=== Texte fourni ===
%%
Livraison d’avions de chasse à l’Ukraine : l’engrenage fatal ?

C’est ainsi que petit à petit, pris au piège d’une stratégie d’engrenage, les Occidentaux se rapprochent d’une confrontation directe avec la Russie.
engrenage

Après les chars, c’est désormais au tour des avions de chasse. La Pologne, qui se veut le leader d’une Europe atlantiste désinhibée, a annoncé, jeudi dernier, qu’elle livrerait prochainement un premier lot de quatre MiG-29 à Kiev. La Slovaquie a suivi le mouvement dès le lendemain en indiquant qu’elle céderait, pour sa part, les 13 modèles dont elle dispose.

Dans la presse française, on s’est immédiatement félicité de cette nouvelle escalade. L’audace polonaise allait exercer une pression supplémentaire sur les plus timorés qui finirait, comme pour les chars lourds, par entraîner tout le monde dans le sens de l’Histoire. Le problème étant toujours le même : la « vieille Europe » qui traîne des pieds. Les Allemands tergiversent et les Français finassent, comme à leur habitude, en invoquant, à propos de leurs vieux Mirage 2000, des problèmes de « faisabilité technique opérationnelle ».

La France et l’Allemagne, les « maillons faibles du continent », jugeait Isabelle Lasserre dans Le Figaro du 22 janvier dernier. Elle ajoutait qu’il y avait désormais deux camps, en Europe : « Le camp de la paix qui prône des négociations entre les deux parties, quitte à ce que l’Ukraine renonce provisoirement à une partie de ses territoires. Et le camp de la victoire qui considère que le seul moyen de rétablir la sécurité sur le continent est d’imposer une défaite militaire totale aux forces russes. »
%%
=== Consignes ===
1. Reproduisez à l'identique le passage de l'article sur la livraison d'avions de chasse à l'Ukraine, depuis « C’est ainsi que » jusqu'à « dont elle dispose. » inclus.
2. D'après l'article sur la livraison d'avions de chasse à l'Ukraine, combien de MiG-29 compte le premier lot que la Pologne a annoncé livrer à Kiev ?
3. Reprenez l'article sur la livraison d'avions de chasse à l'Ukraine à la suite de sa dernière phrase et poursuivez-le.

=== Données extraites ===
%%
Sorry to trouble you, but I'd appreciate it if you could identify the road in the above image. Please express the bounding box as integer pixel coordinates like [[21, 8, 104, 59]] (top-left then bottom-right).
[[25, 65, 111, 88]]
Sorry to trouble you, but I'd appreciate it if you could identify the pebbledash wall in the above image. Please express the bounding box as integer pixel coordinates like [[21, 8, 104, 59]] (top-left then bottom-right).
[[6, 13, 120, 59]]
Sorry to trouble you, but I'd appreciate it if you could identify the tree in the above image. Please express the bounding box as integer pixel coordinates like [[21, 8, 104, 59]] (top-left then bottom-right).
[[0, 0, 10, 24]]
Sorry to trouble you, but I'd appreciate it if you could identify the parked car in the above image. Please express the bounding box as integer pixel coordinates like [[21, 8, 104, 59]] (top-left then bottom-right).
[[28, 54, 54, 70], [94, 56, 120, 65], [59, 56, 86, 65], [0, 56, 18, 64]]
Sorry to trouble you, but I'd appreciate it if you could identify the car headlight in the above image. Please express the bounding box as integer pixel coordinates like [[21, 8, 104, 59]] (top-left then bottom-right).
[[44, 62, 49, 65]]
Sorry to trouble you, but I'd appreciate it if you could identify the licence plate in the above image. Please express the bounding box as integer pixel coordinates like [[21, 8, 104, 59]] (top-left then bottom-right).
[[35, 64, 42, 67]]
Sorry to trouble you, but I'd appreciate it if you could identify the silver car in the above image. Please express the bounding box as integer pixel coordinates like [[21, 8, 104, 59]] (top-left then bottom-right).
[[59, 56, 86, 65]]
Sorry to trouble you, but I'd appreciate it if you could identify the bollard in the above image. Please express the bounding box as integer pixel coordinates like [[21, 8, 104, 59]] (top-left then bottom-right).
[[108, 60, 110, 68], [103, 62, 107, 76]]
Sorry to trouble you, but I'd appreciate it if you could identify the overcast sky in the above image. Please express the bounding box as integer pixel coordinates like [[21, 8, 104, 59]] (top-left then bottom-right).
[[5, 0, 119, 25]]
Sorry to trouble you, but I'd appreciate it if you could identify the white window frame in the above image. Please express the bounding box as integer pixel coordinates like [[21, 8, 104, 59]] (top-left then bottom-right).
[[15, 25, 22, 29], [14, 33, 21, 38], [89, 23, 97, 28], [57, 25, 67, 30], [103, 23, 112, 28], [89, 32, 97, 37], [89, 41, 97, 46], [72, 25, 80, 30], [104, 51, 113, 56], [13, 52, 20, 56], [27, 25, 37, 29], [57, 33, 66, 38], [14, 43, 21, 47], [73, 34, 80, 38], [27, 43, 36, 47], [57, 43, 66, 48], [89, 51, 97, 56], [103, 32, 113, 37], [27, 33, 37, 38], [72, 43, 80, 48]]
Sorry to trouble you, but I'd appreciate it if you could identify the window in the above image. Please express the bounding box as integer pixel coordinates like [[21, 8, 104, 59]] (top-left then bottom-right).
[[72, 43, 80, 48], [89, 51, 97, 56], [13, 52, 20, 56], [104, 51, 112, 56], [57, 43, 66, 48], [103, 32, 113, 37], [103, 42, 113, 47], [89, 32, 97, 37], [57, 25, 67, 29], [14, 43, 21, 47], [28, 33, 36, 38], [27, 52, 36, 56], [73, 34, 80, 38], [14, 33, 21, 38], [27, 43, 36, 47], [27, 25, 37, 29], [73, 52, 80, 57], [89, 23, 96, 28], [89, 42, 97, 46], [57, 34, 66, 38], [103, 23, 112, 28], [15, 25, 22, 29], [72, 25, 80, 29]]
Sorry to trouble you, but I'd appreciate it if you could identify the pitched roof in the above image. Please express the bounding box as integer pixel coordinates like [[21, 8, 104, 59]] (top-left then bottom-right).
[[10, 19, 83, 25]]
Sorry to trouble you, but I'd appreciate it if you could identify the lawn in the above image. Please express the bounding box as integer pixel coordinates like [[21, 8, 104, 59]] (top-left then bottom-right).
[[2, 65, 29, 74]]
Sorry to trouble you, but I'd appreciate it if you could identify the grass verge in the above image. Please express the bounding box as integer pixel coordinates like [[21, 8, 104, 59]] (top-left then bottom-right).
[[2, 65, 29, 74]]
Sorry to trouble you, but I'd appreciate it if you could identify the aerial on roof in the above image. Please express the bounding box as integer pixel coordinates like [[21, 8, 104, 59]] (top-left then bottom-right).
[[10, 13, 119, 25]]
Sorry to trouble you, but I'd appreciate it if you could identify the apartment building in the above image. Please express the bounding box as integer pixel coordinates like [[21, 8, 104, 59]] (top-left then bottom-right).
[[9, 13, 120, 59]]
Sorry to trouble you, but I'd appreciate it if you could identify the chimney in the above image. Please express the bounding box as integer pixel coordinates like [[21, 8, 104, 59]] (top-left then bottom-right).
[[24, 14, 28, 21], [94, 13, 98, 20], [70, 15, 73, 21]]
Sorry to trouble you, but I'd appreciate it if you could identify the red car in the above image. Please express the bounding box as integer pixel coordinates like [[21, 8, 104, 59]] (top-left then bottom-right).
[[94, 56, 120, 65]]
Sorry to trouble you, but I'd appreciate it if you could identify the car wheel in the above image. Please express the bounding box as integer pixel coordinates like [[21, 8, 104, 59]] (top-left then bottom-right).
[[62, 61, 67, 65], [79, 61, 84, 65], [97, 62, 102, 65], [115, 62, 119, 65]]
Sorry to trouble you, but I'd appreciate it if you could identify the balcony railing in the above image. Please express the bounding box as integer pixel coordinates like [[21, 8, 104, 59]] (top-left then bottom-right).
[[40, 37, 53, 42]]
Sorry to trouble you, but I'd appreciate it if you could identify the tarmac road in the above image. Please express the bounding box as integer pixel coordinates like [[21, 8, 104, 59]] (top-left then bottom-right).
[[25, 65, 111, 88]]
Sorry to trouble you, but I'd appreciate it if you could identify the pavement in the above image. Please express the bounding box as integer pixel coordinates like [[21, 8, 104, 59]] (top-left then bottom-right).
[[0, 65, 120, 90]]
%%
=== Réponses attendues ===
1.
C’est ainsi que petit à petit, pris au piège d’une stratégie d’engrenage, les Occidentaux se rapprochent d’une confrontation directe avec la Russie.
engrenage

Après les chars, c’est désormais au tour des avions de chasse. La Pologne, qui se veut le leader d’une Europe atlantiste désinhibée, a annoncé, jeudi dernier, qu’elle livrerait prochainement un premier lot de quatre MiG-29 à Kiev. La Slovaquie a suivi le mouvement dès le lendemain en indiquant qu’elle céderait, pour sa part, les 13 modèles dont elle dispose.

2. Quatre MiG-29.

3.
Le « camp de la victoire », doux euphémisme pour ne pas dire celui de la guerre. Le 26 janvier dernier, le New York Times constatait que la guerre en Ukraine avait provoqué un transfert du pouvoir en Europe vers l'Est, « loin de la "vieille Europe", qui valorisait et cultivait ses liens avec Moscou ». La crise des chars avait donc permis d’accélérer la neutralisation des deux gêneurs, Berlin et Paris, jugés trop complaisants avec la Russie. L’escalade pouvait donc se poursuivre, et c’est bien ce à quoi nous assistons avec, à présent, la livraison d’avions de chasse.

Il faut en effet bien comprendre que, pour le camp belliciste, l’escalade est avant tout une stratégie de mobilisation et de pression permanentes exercée sur la coalition occidentale afin d’éviter sa dislocation en écartant toute tentation d’aller vers une solution négociée.

Dans cette affaire d’avions, les médias occidentaux ne se cachent même pas du fait que l’enjeu n’est pas militaire : une « étape symbolique » pour Le Figaro et un « tournant politique » pour L’Express, qui reconnaît que « face aux défenses antiaériennes de l’armée russe, dont la flotte a été plutôt préservée, ces envois ne constitueront pas un tournant stratégique ».

Début février, aux Etats-Unis, CNN rapportait que les demandes publiques de Kiev concernant la livraison de F-16 américains avaient été accueillies « avec scepticisme par les responsables américains et alliés » en raison des problèmes de formation des pilotes mais aussi parce que les systèmes anti-aériens russes pourraient facilement les abattre. Le média américain remarquait qu’il s’agissait surtout, pour Kiev, de maintenir une « pression publique suffisante ».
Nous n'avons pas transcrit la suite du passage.